▶ TEXT TO READ:
16.14.2 | Retirement |
Without prejudice to clause 16.13, the Security Trustee may, having given to the Borrowers and each of the Lenders not less than fifteen (15) days’ notice of its intention to do so, retire from its appointment as Security Trustee under this Agreement and any Trust Deed, provided that no such retirement shall take effect unless there has been appointed by the Lenders and the Agent as a successor Security Trustee and trustee:
(a) | a company in the same group of companies of the Security Trustee nominated by the Security Trustee which the Lenders hereby irrevocably and unconditionally agree to appoint or, failing such nomination, |
(b) | a Lender or trust corporation nominated by the Majority Lenders or, failing such a nomination, |
(c) | any bank or trust corporation nominated by the retiring Security Trustee, |
and, in any case, such successor Security Trustee and trustee shall have duly accepted such appointment by delivering to the Agent (i) written confirmation (in a form acceptable to the Agent) of such acceptance agreeing to be bound by this Agreement in the capacity of Security Trustee as if it had been an original party to this Agreement and (ii) a duly executed Trust Deed.

▶ Stored rows:
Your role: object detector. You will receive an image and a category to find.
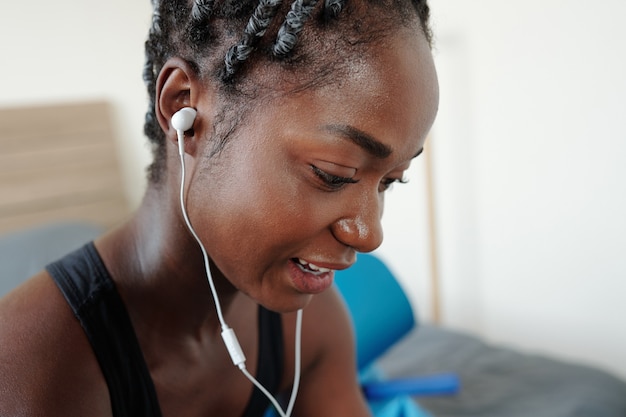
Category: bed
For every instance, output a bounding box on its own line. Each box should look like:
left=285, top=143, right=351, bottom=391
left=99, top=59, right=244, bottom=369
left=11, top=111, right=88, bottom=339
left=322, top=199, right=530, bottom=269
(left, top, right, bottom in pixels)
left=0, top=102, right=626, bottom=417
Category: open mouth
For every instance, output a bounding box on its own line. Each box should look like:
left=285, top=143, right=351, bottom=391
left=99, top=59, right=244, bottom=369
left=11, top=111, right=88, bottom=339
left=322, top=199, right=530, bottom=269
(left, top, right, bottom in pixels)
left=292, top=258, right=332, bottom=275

==

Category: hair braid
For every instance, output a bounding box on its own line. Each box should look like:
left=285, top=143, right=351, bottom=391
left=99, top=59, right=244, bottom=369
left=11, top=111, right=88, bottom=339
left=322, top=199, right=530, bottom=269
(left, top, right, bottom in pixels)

...

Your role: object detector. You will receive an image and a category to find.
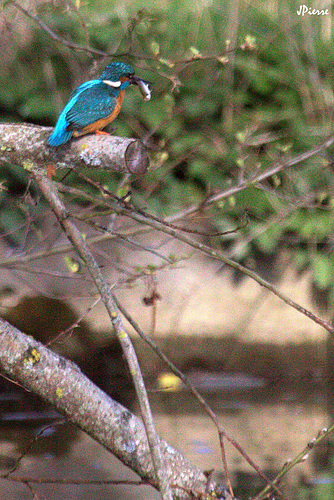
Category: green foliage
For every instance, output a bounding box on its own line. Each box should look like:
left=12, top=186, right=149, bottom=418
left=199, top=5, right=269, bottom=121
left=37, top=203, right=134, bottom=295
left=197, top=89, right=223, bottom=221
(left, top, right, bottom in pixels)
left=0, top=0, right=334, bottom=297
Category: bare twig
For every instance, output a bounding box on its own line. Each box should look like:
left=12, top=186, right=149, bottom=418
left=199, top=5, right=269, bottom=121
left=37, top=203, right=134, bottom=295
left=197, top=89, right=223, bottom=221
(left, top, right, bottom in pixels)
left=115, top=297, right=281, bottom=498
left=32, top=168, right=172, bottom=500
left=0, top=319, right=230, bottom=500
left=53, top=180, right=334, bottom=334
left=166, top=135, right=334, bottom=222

▶ GIVEN PROBLEM 1: List the three kinds of successor that the retirement clause allows to be appointed as Security Trustee, each with the party that nominates it.
▶ GIVEN PROBLEM 2: Extend the retirement clause by one more paragraph that follows on from its last sentence, in the same contractual drafting style.

▶ ANSWER 1:
- A company in the same group of companies of the Security Trustee, nominated by the Security Trustee
- A Lender or trust corporation, nominated by the Majority Lenders
- Any bank or trust corporation, nominated by the retiring Security Trustee

▶ ANSWER 2:
Any corporation into which the retiring Security Trustee may be merged or converted or any corporation with which the Security Trustee may be consolidated or any corporation resulting from any merger, conversion, amalgamation, consolidation or other reorganisation to which the Security Trustee shall be a party shall, to the extent permitted by applicable law, be the successor Security Trustee under this Agreement, any Trust Deed and the other Security Documents without the execution or filing of any document or any further act on the part of any of the parties to this Agreement, any Trust Deed and the other Security Documents save that notice of any such merger, conversion, amalgamation, consolidation or other reorganisation shall forthwith be given to each Security Party and the Lenders. Prior to any such successor being appointed, the Security Trustee agrees to consult with the Borrowers as to the identity of the proposed successor and to take account of any reasonable objections which the Borrowers may raise to such successor being appointed.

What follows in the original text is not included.